### WHAT YOU WILL DO
Copy out the following data line for line, with no changes.

### MATERIAL FOR THIS TASK
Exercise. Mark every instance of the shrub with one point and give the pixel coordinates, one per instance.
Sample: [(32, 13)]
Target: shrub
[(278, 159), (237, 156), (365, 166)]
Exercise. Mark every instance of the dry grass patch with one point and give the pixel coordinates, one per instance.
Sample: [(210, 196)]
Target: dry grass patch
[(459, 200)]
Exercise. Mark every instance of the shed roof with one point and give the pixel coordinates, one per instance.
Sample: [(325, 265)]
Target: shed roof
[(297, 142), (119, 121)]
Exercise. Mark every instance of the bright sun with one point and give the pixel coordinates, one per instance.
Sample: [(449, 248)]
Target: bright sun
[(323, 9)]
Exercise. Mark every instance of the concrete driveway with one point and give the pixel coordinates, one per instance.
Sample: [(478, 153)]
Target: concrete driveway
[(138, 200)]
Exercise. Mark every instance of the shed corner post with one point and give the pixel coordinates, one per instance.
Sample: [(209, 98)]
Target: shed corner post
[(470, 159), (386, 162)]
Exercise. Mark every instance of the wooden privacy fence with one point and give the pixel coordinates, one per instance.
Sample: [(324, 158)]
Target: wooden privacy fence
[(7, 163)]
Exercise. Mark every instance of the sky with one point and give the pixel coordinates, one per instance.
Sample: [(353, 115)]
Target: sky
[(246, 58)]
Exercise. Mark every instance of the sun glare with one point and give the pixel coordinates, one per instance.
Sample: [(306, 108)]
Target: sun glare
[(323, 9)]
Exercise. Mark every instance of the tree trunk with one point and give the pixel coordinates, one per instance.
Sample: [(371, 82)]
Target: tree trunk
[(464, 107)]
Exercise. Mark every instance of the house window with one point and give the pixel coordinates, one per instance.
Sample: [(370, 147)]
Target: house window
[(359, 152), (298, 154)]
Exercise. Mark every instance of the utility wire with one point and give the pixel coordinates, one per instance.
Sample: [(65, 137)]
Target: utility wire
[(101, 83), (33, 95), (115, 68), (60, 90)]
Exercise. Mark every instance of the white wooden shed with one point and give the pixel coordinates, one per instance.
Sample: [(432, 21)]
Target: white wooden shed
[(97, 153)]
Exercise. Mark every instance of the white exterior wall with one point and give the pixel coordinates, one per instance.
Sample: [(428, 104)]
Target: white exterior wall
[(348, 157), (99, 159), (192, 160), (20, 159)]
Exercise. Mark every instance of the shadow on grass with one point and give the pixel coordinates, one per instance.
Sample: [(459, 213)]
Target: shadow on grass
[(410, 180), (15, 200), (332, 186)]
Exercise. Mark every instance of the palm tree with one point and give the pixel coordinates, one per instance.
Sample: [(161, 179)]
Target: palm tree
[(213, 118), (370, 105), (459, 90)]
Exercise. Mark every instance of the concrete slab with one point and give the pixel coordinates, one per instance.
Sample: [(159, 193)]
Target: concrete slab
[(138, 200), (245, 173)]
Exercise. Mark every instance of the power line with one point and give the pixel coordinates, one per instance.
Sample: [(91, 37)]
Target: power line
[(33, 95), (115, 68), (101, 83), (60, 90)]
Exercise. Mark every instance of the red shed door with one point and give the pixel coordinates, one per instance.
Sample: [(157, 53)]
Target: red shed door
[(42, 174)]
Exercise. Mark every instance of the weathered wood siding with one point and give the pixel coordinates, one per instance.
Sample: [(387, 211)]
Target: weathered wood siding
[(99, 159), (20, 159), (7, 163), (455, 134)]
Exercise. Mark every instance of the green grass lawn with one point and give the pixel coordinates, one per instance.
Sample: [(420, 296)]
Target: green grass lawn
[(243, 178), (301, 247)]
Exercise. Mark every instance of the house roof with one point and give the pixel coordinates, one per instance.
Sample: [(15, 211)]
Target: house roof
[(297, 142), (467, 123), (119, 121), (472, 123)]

### ANSWER IN FULL
Exercise. Mark every instance of the shrub with one point and give the pixel coordinates, one per instance.
Sample: [(32, 13)]
Target: shrub
[(278, 159), (237, 156), (365, 166)]
Exercise. Mark every instance of the dry grass patch with one point and give the pixel coordinates, one per instance.
Sample: [(210, 196)]
Target: dry grass patch
[(459, 200)]
Exercise. Mark every instance of the shed roof with one point and give the pixel coordinates, one per instance.
Sample: [(325, 265)]
Target: shed roof
[(297, 142), (119, 121)]
Exercise. Mark every instance of the bright sun with one point and give the pixel coordinates, one per instance.
Sample: [(449, 248)]
Target: bright sun
[(323, 9)]
Exercise. Mark every instance of the concrete driveway with one point and give the pixel coordinates, one per instance.
Sample: [(478, 153)]
Target: concrete driveway
[(138, 200)]
Exercise. Mark every instance of the shed corner post with one point and give the pixel coordinates, one per instance.
Sample: [(209, 98)]
Target: shed corner post
[(470, 159), (386, 162)]
Exercise. Mark every instance of the wooden privacy fence with one point and give the pixel coordinates, one per instance.
Sample: [(324, 158)]
Target: wooden privacy fence
[(7, 163)]
Exercise. Mark every instance of the sky with one point and give the pixel coordinates, one per instance.
Sample: [(353, 115)]
Target: sky
[(246, 58)]
Exercise. Mark every instance of the sun glare with one point and give the pixel coordinates, one per instance.
Sample: [(306, 108)]
Target: sun glare
[(323, 9)]
Exercise. Mark every instance of the tree trunk with one point and give the pixel coordinates, one per instance.
Sample: [(371, 82)]
Target: tree trunk
[(464, 107)]
Exercise. Mark every instance of the house window with one point and give the pixel coordinates, one per instance.
Sample: [(370, 147)]
Target: house window
[(359, 152), (298, 154)]
Exercise. Mark every instance of the utility wire with one point and give the pixel coordinates, one per instance.
Sample: [(65, 137)]
Target: utility wire
[(101, 83), (33, 95), (115, 68), (60, 90)]
Exercise. Mark every instance of the white wooden shed with one point and give the pixel coordinates, one per instance.
Sample: [(432, 21)]
Target: white wooden shed
[(97, 153)]
Exercise. Mark every instance of the white exterior wall with one point and give the pixel coordinates, one per instance.
Sample: [(428, 104)]
Target: white exterior wall
[(348, 157), (99, 159), (192, 160), (20, 159)]
Exercise. Mark every instance of the shadow on grass with one point and give the pixel coordinates, one per instance.
Sample: [(459, 213)]
Target: shadow on grass
[(410, 180), (15, 200), (332, 186)]
Exercise. Mark every instance of the palm tree with one point and give the pixel coordinates, one per instance.
Sample: [(161, 179)]
Target: palm tree
[(213, 118), (370, 105), (459, 90)]
Exercise. Mark every instance of the concrete slab with one point and give the pixel coordinates, one per instance.
Sample: [(159, 193)]
Target: concrete slab
[(138, 200), (245, 173)]
Exercise. Mark every instance of the power line with one point and give the pixel coordinates, one per instance.
Sample: [(91, 37)]
Target: power line
[(33, 95), (115, 68), (101, 83), (60, 90)]
Exercise. Mark every instance of the red shed door with one point and give the pixel coordinates, one per instance.
Sample: [(157, 53)]
Target: red shed door
[(42, 174)]
Exercise. Mark every instance of the weathered wood siding with one point and give the pixel coordinates, one per instance.
Sample: [(387, 211)]
Target: weathered wood siding
[(99, 159), (20, 159), (7, 163), (455, 134)]
Exercise. Mark every instance of the green grass lawn with one point and give the pixel coordinates, one per instance.
Sample: [(420, 296)]
Target: green grass lawn
[(243, 178), (301, 247)]
Exercise. Mark every instance of the house roof with one point and give the pixel coordinates, one per instance.
Sample: [(15, 211)]
Target: house roof
[(297, 142), (467, 123), (119, 121), (472, 123)]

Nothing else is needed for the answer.